▶ _Your goal_
Copy out each line of the material below with no changes.

▶ _Records provided_

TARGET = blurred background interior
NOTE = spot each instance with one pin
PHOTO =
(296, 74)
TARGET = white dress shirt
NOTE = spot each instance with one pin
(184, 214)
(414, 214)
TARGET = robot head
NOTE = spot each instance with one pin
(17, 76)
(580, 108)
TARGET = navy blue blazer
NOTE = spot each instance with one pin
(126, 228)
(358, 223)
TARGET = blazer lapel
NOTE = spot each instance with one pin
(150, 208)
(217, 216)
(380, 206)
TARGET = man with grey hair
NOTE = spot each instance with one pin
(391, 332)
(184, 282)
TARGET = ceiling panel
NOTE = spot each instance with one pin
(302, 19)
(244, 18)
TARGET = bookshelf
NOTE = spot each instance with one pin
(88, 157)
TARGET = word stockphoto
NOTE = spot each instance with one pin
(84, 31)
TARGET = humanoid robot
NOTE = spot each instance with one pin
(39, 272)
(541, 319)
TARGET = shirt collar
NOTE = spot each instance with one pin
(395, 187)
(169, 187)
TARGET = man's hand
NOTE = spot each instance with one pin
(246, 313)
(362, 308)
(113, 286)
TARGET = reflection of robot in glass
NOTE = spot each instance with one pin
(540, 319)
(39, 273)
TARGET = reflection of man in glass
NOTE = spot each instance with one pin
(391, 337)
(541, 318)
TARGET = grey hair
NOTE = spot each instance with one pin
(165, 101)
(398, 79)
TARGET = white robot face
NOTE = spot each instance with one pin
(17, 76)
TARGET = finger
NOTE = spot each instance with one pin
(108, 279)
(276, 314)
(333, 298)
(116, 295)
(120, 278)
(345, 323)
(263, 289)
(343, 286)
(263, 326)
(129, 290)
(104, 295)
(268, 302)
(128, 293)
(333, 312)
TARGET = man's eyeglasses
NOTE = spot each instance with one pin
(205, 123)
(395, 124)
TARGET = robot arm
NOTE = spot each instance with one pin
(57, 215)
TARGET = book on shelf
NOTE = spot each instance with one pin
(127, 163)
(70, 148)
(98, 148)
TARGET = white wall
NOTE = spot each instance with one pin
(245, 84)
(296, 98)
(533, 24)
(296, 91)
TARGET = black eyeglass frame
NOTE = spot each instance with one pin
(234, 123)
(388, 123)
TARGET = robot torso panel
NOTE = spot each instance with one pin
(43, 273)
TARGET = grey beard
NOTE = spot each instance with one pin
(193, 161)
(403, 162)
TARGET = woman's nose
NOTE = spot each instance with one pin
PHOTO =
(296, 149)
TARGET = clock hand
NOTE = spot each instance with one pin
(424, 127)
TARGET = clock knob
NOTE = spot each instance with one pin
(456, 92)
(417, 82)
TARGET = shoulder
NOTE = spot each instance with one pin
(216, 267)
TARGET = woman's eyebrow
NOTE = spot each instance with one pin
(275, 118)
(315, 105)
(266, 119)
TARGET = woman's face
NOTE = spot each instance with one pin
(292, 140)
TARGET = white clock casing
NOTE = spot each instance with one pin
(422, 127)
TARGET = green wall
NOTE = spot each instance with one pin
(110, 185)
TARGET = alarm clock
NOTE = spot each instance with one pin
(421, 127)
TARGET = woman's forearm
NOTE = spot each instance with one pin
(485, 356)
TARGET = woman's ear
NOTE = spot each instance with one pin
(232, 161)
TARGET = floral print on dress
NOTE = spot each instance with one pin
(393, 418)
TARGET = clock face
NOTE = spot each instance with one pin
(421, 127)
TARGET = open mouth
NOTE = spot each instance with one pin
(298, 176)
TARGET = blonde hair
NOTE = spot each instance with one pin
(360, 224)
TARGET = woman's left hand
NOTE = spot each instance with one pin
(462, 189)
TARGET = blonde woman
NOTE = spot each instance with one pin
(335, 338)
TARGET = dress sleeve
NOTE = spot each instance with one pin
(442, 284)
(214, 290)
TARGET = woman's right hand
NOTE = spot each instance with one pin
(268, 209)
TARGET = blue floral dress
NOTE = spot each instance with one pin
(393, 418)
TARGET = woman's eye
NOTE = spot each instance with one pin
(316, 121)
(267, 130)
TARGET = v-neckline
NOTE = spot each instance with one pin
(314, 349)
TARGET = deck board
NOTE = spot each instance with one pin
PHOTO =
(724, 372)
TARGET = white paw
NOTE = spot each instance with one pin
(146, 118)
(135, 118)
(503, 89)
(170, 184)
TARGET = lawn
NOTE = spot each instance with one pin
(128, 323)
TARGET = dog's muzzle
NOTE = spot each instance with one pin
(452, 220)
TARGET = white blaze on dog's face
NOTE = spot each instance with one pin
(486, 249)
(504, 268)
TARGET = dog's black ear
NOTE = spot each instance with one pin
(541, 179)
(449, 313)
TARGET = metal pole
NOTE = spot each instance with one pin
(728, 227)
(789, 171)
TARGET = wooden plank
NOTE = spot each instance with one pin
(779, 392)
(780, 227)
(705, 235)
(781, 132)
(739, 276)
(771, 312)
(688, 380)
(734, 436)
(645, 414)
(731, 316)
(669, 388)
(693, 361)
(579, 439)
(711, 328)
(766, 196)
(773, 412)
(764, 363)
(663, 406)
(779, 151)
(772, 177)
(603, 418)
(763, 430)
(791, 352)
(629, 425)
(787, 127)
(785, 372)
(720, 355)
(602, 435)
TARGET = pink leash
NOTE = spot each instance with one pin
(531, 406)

▶ _Output below_
TARGET = blurred background interior
NOTE = spot each instance with one pin
PHOTO =
(296, 74)
TARGET = white dress shirt
NOTE = spot each instance with one pin
(184, 214)
(414, 214)
TARGET = robot head
NOTE = spot each instance with one pin
(17, 76)
(580, 108)
TARGET = navy blue blazer
NOTE = spot each instance with one pin
(126, 228)
(358, 223)
TARGET = blazer lapel
NOTE = spot each instance with one pin
(150, 208)
(217, 216)
(380, 206)
TARGET = man with grey hair
NOTE = spot each instance with one pin
(391, 332)
(184, 282)
TARGET = ceiling panel
NOTE = spot each instance with one pin
(302, 19)
(244, 18)
TARGET = bookshelf
NOTE = spot each instance with one pin
(88, 157)
TARGET = word stockphoto
NOTE = spot each instance with one pin
(84, 31)
TARGET = humanoid robot
NOTE = spot each instance with one pin
(39, 272)
(541, 319)
TARGET = shirt collar
NOTE = spot each instance with one pin
(395, 187)
(169, 187)
TARGET = man's hand
NOTE = spot each instance with one pin
(246, 313)
(362, 308)
(113, 286)
TARGET = reflection of robot in glass
NOTE = spot each instance with one pin
(540, 319)
(39, 273)
TARGET = reflection of man in glass
NOTE = spot each instance with one pin
(391, 337)
(541, 318)
TARGET = grey hair
NOTE = spot each instance with one pin
(165, 101)
(398, 79)
TARGET = white robot face
NOTE = spot each instance with one pin
(17, 76)
TARGET = finger
NOTE = spot each instance with one pin
(108, 279)
(276, 314)
(333, 298)
(116, 295)
(120, 278)
(345, 323)
(263, 289)
(343, 286)
(263, 326)
(129, 290)
(104, 295)
(268, 302)
(128, 293)
(333, 312)
TARGET = man's eyeglasses
NOTE = spot each instance with one pin
(205, 123)
(395, 124)
TARGET = robot arm
NOTE = spot each instance with one pin
(57, 215)
TARGET = book on shelf
NOTE = spot each instance with one pin
(127, 163)
(70, 148)
(98, 148)
TARGET = white wall
NOTE = spot each instance with one pin
(245, 84)
(296, 98)
(533, 24)
(296, 91)
TARGET = black eyeglass frame
NOTE = spot each instance with one pin
(234, 123)
(388, 123)
TARGET = robot torso panel
NOTE = spot each instance with one pin
(43, 273)
TARGET = grey beard
NOTE = spot each instance with one pin
(193, 161)
(403, 162)
TARGET = woman's nose
NOTE = spot each instance with one pin
PHOTO =
(296, 149)
TARGET = clock hand
NOTE = spot each instance with one pin
(424, 127)
TARGET = clock knob
NOTE = spot each instance with one pin
(456, 92)
(417, 82)
TARGET = shoulder
NOTE = spot each instance with one pin
(216, 267)
TARGET = woman's eyebrow
NOTE = spot each instance with one pin
(275, 118)
(315, 105)
(266, 119)
TARGET = woman's face
NOTE = spot each instance with one pin
(292, 140)
TARGET = white clock casing
NOTE = spot each instance with one pin
(422, 127)
TARGET = green wall
NOTE = spot each instance with one pin
(110, 185)
TARGET = alarm clock
NOTE = spot each instance with one pin
(421, 127)
TARGET = woman's forearm
NOTE = spot each instance with one pin
(485, 356)
TARGET = woman's ear
NOTE = spot each instance with one pin
(232, 161)
TARGET = floral print on dress
NOTE = spot each instance with one pin
(393, 418)
TARGET = clock face
NOTE = spot each instance with one pin
(421, 127)
TARGET = open mouth
NOTE = spot each instance with one pin
(298, 176)
TARGET = blonde hair
NOTE = spot each instance with one pin
(360, 224)
TARGET = woman's left hand
NOTE = spot each instance with one pin
(462, 189)
TARGET = blonde woman
NOTE = spot each instance with one pin
(335, 338)
TARGET = dress sleeve
NOTE = spot each instance with one pin
(442, 284)
(214, 290)
TARGET = woman's right hand
NOTE = spot each instance with one pin
(268, 209)
TARGET = blue floral dress
NOTE = spot each instance with one pin
(393, 418)
TARGET = woman's eye
NOTE = spot each instance with one pin
(316, 121)
(267, 130)
TARGET = v-neckline
NOTE = spot each instance with one pin
(314, 349)
TARGET = deck board
NOTE = spot each instance with one pin
PHOTO =
(724, 372)
TARGET = white paw
NOTE = spot each instance with one pin
(146, 118)
(135, 118)
(503, 89)
(170, 184)
TARGET = lawn
NOTE = spot each instance with one pin
(128, 323)
TARGET = dog's muzzle
NOTE = spot each instance with one pin
(452, 220)
TARGET = white blaze on dog's face
NOTE = spot each instance with one pin
(486, 249)
(504, 268)
TARGET = dog's black ear
NOTE = spot each instance with one pin
(541, 179)
(449, 313)
TARGET = metal pole
NOTE = spot each instance with one pin
(728, 227)
(789, 171)
TARGET = wooden plank
NOTE = spot each instance with one pin
(779, 392)
(780, 227)
(705, 235)
(781, 132)
(739, 276)
(771, 312)
(688, 380)
(734, 436)
(645, 414)
(731, 316)
(669, 388)
(693, 361)
(579, 439)
(711, 328)
(766, 196)
(773, 412)
(764, 363)
(663, 406)
(779, 151)
(772, 177)
(603, 418)
(763, 430)
(791, 352)
(629, 425)
(787, 127)
(785, 372)
(720, 355)
(602, 435)
TARGET = pink leash
NOTE = spot each instance with one pin
(531, 406)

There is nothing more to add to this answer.